__RECORDS SHOWN__.
● ● ● ● ● ● ●

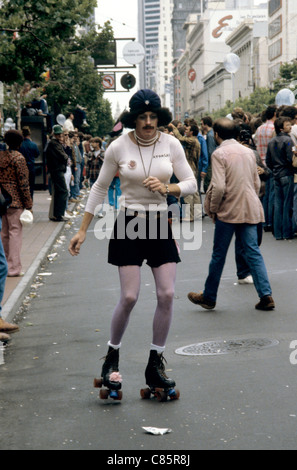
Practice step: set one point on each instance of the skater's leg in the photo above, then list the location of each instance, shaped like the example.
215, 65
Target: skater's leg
130, 287
165, 277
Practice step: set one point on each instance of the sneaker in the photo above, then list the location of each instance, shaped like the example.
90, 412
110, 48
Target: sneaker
266, 303
198, 299
247, 280
8, 327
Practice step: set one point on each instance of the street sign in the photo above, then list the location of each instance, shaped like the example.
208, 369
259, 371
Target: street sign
128, 81
108, 81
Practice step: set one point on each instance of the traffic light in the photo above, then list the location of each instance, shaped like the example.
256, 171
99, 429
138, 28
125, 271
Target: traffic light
128, 81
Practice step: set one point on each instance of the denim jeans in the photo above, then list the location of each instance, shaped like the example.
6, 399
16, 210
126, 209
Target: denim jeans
3, 269
243, 269
248, 235
284, 195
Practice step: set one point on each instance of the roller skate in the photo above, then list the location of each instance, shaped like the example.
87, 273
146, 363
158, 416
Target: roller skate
110, 377
160, 386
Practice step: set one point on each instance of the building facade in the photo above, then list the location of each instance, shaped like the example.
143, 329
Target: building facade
149, 19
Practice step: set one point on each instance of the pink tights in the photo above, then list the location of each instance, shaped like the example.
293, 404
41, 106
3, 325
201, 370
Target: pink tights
165, 277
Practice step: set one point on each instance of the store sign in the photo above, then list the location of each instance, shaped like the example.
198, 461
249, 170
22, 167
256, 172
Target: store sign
222, 24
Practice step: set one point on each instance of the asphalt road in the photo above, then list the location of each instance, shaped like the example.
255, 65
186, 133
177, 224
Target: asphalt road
236, 401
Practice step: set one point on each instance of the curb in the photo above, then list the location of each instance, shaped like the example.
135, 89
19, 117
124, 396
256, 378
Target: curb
16, 298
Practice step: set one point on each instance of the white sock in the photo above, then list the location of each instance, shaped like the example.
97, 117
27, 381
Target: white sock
159, 349
114, 346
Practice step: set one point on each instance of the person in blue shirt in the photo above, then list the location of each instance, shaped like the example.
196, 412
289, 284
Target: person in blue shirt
31, 152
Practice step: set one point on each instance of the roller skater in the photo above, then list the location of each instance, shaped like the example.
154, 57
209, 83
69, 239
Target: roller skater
145, 184
161, 386
110, 376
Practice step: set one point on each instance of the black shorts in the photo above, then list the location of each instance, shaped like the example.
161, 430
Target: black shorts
142, 237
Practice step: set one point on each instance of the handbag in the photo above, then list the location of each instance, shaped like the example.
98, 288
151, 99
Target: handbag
5, 201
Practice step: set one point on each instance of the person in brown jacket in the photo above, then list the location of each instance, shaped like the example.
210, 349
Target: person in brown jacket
14, 179
232, 202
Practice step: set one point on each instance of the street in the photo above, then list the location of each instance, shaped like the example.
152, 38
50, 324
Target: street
236, 401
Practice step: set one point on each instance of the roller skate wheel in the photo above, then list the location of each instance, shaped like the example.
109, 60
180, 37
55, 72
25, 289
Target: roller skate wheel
145, 393
104, 394
98, 383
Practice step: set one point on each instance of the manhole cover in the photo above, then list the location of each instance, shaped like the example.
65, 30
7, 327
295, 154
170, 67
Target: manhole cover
213, 348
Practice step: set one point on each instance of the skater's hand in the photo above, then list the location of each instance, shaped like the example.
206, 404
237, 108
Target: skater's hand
76, 242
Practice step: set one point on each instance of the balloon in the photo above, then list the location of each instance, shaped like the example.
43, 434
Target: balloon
285, 97
232, 63
61, 119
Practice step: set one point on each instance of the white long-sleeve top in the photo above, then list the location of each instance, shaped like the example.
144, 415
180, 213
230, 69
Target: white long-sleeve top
123, 156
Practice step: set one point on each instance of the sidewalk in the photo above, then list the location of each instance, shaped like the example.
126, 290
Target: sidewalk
37, 242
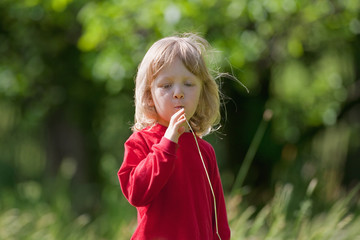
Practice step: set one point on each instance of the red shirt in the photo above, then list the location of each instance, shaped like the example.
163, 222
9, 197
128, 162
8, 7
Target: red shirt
167, 184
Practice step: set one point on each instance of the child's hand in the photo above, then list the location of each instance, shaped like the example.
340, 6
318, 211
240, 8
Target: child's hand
176, 126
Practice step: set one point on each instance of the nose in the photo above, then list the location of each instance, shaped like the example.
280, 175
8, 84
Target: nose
178, 93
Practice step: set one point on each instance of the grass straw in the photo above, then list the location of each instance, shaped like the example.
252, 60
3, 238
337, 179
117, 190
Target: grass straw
251, 152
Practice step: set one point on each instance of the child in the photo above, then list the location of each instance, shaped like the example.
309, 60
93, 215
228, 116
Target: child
171, 177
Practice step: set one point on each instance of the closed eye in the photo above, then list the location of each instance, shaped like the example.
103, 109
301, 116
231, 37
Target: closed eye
166, 86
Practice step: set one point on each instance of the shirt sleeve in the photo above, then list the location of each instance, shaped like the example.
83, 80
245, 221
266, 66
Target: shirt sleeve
145, 171
223, 224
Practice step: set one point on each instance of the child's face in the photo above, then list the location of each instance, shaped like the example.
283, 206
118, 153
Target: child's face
174, 88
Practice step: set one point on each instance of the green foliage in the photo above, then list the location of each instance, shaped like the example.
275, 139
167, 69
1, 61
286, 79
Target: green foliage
66, 107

● ● ● ● ● ● ●

__GIVEN REQUEST__. Output the material word for word, omitting its pictures.

__SOLUTION__.
Practice step: set one point on each instance of the skater's leg in the photo above, then list the location of each instance, shaped like the example.
215, 65
Target: skater's leg
130, 287
165, 277
Practice step: set one point on each instance of the sneaker in the photo above, then list the location of each instance, shaped like the example.
90, 412
110, 48
Target: sneaker
266, 303
198, 299
247, 280
8, 327
Practice step: set one point on each instance of the street sign in the photo above, then list the location of each instance, shaped like the example.
208, 369
259, 371
Target: street sign
128, 81
108, 81
Practice step: set one point on each instance of the traffic light in the photo above, then list the location of each instance, shaped like the example.
256, 171
99, 429
138, 28
125, 271
Target: traffic light
128, 81
Practice step: set one point on each instance of the denim jeans in the photo above, then list the location of each instance, shaped like the example.
6, 399
16, 210
126, 209
Target: denim jeans
3, 269
243, 269
248, 235
284, 195
Practice step: set one point on each instance of the roller skate in the photo above, then list the location of each instance, shaped like the example.
87, 273
146, 363
158, 416
Target: roller skate
110, 377
160, 386
Practice step: set one point on each instance of the building facade in the photo above, then list the location of each instance, shaped like the example.
143, 329
Target: building facade
149, 19
Practice step: set one point on each instance of the pink tights in the photo above, then list the location of each instance, shaped like the example.
293, 404
41, 106
3, 325
201, 370
Target: pink tights
165, 277
Practice step: set one point on each instance of the store sign in the photo above, then list the location of each instance, shaped like the example.
198, 461
249, 170
22, 167
256, 172
Target: store sign
222, 24
Practice step: set one point on each instance of the asphalt road in the photo above, then list the location of each instance, shaped like the example.
255, 65
186, 133
177, 224
Target: asphalt road
236, 401
Practice step: set one point on each instance of the curb in the photo above, then list the location of each instance, shaped like the example.
135, 89
19, 117
124, 396
256, 378
Target: curb
16, 298
Practice step: set one point on each instance of the white sock in the photo above, then list the location of each instance, shaped like the example.
97, 117
27, 381
Target: white sock
159, 349
114, 346
Practice step: set one point on each instance of the person in blue shirt in the photo above, then list the location of each instance, shaped like the example.
196, 412
289, 284
Target: person in blue shirt
31, 152
Practice step: set one point on each instance of the roller skater in the photo above, then list the location of each instance, shaped like the example.
154, 57
209, 83
69, 239
Target: roller skater
145, 184
161, 386
110, 376
Practice step: set one point on each instance of the black shorts in the photo above, then list the location of each instance, shaped like the example.
161, 430
Target: black shorts
142, 237
Practice step: set one point on each instance of the handbag in the photo above, then list the location of each instance, shaped like the example.
98, 288
151, 99
Target: handbag
5, 201
Practice step: set one point on each instance of the person in brown jacket in the photo above, then list the location of each instance, shaped like the example.
210, 349
Target: person in brown jacket
14, 179
232, 202
Practice step: set one point on each instance of the street in the photo above, then list the location of each instance, shaped like the example.
152, 38
50, 324
Target: street
236, 401
Practice step: set one point on each instance of the roller skate wheel in the photo above, then list the location of each instance, shaped like the example.
109, 60
180, 37
55, 72
25, 289
Target: roller skate wheel
145, 393
104, 394
98, 383
Practice step: set one point on each instance of the manhole cover in the photo above, then list the location of each instance, shaped like the example.
65, 30
7, 327
295, 154
170, 67
Target: manhole cover
213, 348
Practice step: set one point on each instance of the skater's hand in the photo above, then list the location of each instance, shaped like the example.
206, 404
237, 108
Target: skater's hand
76, 242
Practice step: set one point on each instance of the balloon in the photo above, then list the location of each instance, shaped like the example.
43, 434
Target: balloon
285, 97
232, 63
61, 119
Practice step: set one point on each instance of the white long-sleeve top in the photo above, then list the location of each instance, shaped like the example.
144, 415
180, 213
230, 69
Target: white long-sleeve top
123, 156
Practice step: set one point on each instance of the sidewalk in the photo above, then list the location of each instance, shaped like the example.
126, 290
Target: sidewalk
37, 242
Practice step: set one point on each instance of the red shirt in the photo above, then list the location of each instance, shaped like the example.
163, 222
9, 197
128, 162
8, 7
Target: red shirt
167, 184
Practice step: set one point on each instance of the child's hand in the photo above, then list the location of each instance, shaped like the example.
340, 6
318, 211
240, 8
Target: child's hand
176, 126
Practice step: set one point on each instance of the nose in the photo above, then list the location of each instance, shaped like the example.
280, 175
8, 84
Target: nose
178, 93
Practice step: set one point on each instance of the grass straw in the photo above, then list the location of each instance, shaped like the example.
252, 60
3, 238
337, 179
117, 190
Target: grass straw
251, 152
Practice step: set one point on each instance of the child in the photo above, then list the location of each instance, shaped like the example.
309, 60
93, 215
228, 116
Target: child
171, 177
Practice step: set one point on each instance of the closed eye in the photo above, then list the location of each instance, shaped like the example.
103, 109
301, 116
231, 37
Target: closed eye
166, 86
Practice step: set one point on each instance of the shirt sleeve in the photo above, then list the location of each instance, shaped like the example.
83, 80
245, 221
266, 66
Target: shirt sleeve
145, 171
223, 224
Practice step: set one point on each instance of the child's face in the photo above, then list the location of each instance, shaped like the example.
283, 206
118, 153
Target: child's face
174, 88
Practice step: set one point on each instance of the green foliage in the photo above, then list the location of each instance, shaped like the example.
275, 139
167, 69
1, 61
286, 79
Target: green foliage
66, 107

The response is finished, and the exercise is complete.